* Data provided

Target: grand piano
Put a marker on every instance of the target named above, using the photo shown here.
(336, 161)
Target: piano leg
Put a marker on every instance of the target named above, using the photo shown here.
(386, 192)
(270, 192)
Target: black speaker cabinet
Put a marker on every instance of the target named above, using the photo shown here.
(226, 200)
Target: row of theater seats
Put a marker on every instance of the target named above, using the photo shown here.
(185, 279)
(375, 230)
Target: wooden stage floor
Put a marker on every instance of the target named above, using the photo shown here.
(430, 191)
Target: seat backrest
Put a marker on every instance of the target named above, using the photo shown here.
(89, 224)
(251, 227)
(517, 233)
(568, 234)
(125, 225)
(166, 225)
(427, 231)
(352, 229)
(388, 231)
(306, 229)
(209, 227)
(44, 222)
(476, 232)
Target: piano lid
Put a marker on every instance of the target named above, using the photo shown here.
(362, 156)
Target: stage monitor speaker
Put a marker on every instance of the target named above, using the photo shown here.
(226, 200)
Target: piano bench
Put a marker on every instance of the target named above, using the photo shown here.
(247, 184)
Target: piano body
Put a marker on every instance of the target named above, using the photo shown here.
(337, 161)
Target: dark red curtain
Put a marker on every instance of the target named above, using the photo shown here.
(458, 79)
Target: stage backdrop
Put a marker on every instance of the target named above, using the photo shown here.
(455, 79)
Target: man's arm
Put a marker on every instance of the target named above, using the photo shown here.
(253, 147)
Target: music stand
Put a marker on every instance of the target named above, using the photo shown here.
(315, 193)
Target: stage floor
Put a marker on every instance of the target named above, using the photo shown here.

* Instructions to follow
Copy the records above exactly, leaving nothing out.

* Response to the task
Target: grand piano
Put a marker on every instance of the target named above, using the photo shown here.
(336, 161)
Target: piano leg
Put a marker on every instance of the target named above, using the photo shown here.
(386, 192)
(270, 192)
Target: black speaker cabinet
Put a marker on every instance of the target named above, using the photo shown here.
(226, 200)
Target: row of theater seats
Put a marker on every instance of the target named above, using the photo shown here.
(185, 279)
(375, 230)
Target: wooden stage floor
Put a marker on every instance of the target named above, using the photo shown here.
(430, 191)
Target: seat backrest
Put a marker on every instance of the target named above, using the photo shown here.
(89, 224)
(251, 227)
(517, 233)
(568, 234)
(125, 225)
(166, 225)
(427, 231)
(352, 229)
(388, 231)
(306, 229)
(209, 227)
(44, 222)
(476, 232)
Target: piano lid
Put a marker on every instance of the target named above, using the photo shown here.
(362, 156)
Target: stage monitor speaker
Put a marker on every instance of the target named above, using the photo shown here.
(226, 200)
Target: piano bench
Put a marker on every instance of the target named above, using the photo shown here.
(247, 184)
Target: piano body
Put a marker on every instance of the target named above, using the photo shown here.
(337, 161)
Target: dark red curtain
Put a marker on every instance of the target named above, using the photo shown here.
(458, 79)
Target: stage backdrop
Put a marker on every instance of the target named above, using the photo shown here.
(455, 79)
Target: man's arm
Put a marker on every instance of the target named above, using the photo shown here.
(253, 147)
Target: music stand
Put a marker on every instance of the target named above, using the photo shown here.
(315, 193)
Target: stage floor
Put a marker on every instance of the target named above, using the photo shown here.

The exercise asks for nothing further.